▶ _Task_: Please copy, exactly as they appear below, the lines from the one containing "Query: horse mane" through the one containing "Query: horse ear".

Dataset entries
◇ ◇ ◇ ◇ ◇

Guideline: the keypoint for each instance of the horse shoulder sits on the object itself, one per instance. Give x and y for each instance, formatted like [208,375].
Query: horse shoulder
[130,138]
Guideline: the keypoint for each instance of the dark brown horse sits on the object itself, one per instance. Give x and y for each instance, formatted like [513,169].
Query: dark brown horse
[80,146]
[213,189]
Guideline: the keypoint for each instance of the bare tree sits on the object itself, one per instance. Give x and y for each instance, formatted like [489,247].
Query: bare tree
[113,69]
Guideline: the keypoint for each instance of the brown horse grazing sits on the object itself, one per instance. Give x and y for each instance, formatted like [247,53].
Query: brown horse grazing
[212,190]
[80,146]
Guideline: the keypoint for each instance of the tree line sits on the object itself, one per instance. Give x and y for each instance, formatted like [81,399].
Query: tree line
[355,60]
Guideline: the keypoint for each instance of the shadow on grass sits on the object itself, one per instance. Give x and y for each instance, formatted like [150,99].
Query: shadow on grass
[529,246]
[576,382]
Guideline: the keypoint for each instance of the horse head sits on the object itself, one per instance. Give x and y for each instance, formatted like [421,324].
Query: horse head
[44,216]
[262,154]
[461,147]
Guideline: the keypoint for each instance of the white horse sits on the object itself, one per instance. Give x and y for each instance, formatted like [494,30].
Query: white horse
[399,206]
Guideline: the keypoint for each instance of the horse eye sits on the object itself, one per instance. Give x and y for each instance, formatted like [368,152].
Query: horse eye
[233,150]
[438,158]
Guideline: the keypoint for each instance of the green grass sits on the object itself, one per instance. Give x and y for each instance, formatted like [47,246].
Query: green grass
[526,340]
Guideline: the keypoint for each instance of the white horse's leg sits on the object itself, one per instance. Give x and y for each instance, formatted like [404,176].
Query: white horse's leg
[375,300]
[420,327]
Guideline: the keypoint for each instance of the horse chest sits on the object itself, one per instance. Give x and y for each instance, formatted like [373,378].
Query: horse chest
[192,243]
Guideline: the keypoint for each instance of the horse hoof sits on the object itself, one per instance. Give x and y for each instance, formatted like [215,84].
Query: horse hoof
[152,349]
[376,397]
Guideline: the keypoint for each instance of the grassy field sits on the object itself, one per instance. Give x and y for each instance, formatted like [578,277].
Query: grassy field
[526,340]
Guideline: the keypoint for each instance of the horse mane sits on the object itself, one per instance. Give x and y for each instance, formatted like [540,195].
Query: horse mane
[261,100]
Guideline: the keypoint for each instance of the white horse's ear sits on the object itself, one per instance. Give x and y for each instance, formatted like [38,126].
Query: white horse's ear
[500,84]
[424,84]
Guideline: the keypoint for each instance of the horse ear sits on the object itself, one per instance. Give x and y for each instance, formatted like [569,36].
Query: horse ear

◇ ◇ ◇ ◇ ◇

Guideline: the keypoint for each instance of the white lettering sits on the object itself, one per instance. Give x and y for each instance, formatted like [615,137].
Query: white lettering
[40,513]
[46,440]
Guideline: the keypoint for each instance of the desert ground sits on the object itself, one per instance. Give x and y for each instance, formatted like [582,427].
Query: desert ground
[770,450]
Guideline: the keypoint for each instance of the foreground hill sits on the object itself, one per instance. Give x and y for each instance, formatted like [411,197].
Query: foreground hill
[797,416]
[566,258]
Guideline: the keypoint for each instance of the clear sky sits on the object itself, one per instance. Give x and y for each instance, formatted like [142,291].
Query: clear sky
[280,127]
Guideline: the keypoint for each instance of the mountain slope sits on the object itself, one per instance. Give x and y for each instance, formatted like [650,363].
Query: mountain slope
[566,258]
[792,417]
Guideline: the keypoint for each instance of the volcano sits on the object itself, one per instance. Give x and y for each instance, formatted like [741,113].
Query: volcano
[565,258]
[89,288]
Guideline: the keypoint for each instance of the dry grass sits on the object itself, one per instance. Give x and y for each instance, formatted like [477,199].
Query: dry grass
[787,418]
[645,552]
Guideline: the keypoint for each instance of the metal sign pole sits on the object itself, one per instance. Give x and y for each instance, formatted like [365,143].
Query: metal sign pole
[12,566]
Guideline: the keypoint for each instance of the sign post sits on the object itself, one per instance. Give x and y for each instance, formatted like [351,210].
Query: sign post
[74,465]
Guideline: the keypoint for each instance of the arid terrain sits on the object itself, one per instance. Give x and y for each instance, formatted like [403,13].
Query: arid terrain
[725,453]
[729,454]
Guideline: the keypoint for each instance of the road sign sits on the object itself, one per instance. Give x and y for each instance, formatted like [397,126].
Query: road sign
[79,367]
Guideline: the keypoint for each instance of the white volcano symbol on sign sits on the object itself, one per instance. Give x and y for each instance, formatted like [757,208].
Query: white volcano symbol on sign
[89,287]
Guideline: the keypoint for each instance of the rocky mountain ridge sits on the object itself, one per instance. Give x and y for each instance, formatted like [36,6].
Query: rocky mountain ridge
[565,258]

◇ ◇ ◇ ◇ ◇

▶ _Response box_:
Query: horse mane
[261,100]
Guideline: the keypoint for each instance of the white horse's ear sits on the object itself, one per instance. Give x and y for each instance, formatted like [38,126].
Query: white horse's ear
[500,84]
[424,84]
Guideline: the keypoint for each instance of the horse ear sits on the object itself, one per instance. Give x and y for each instance, formatted like [569,36].
Query: horse ear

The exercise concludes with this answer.